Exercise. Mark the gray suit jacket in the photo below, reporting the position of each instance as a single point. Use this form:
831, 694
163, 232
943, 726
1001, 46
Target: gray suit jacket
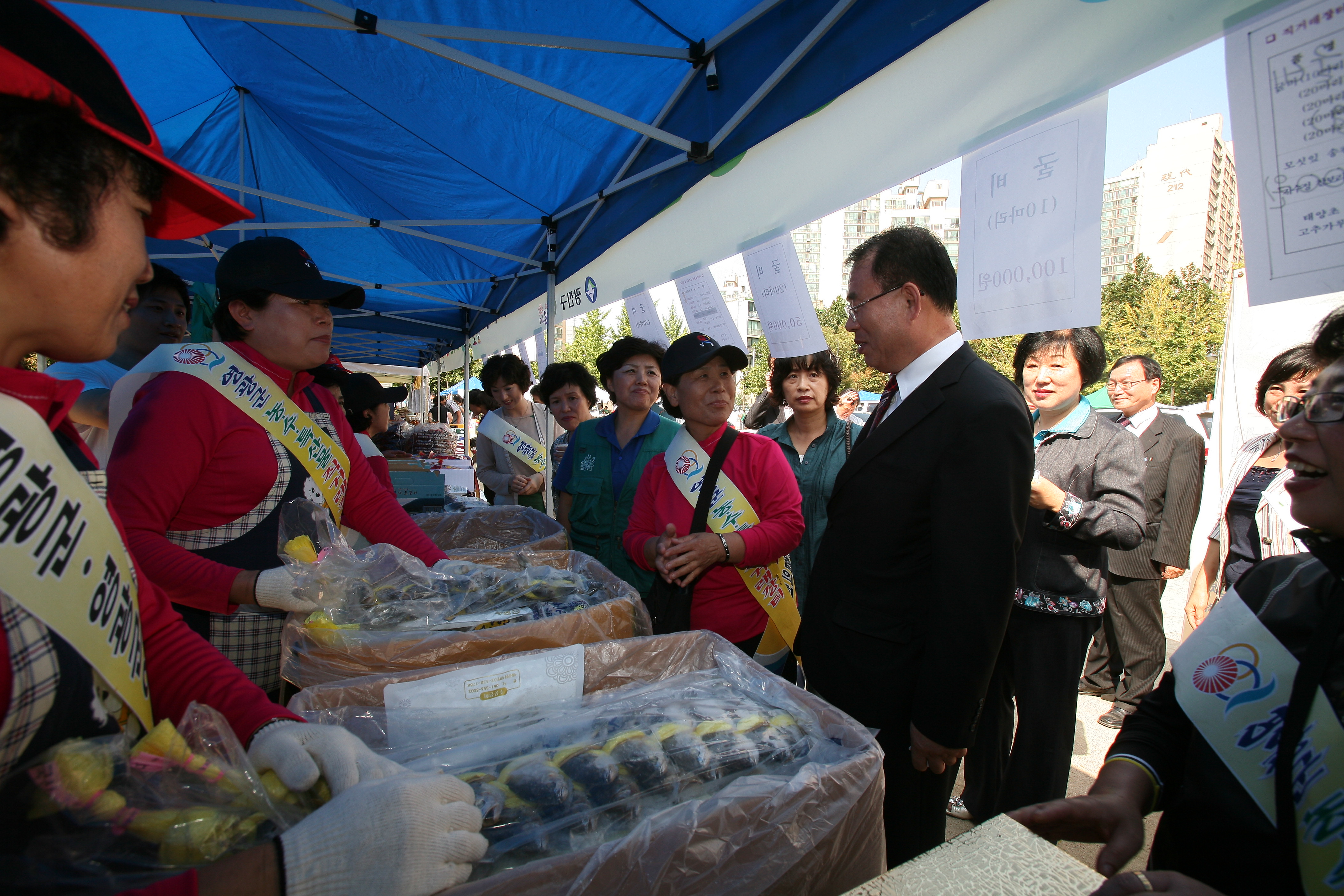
1174, 478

----------------

WORK ITEM: Before handing back the copy, remove the pictures; otherwise print the data exactly.

RESULT OF THIS EXERCISE:
Exercise. Mark the gray suit jacket in the photo below, reporting the position of each instance as a single point. Use this form:
831, 694
163, 232
943, 726
1001, 46
Target: gray suit jacket
1174, 478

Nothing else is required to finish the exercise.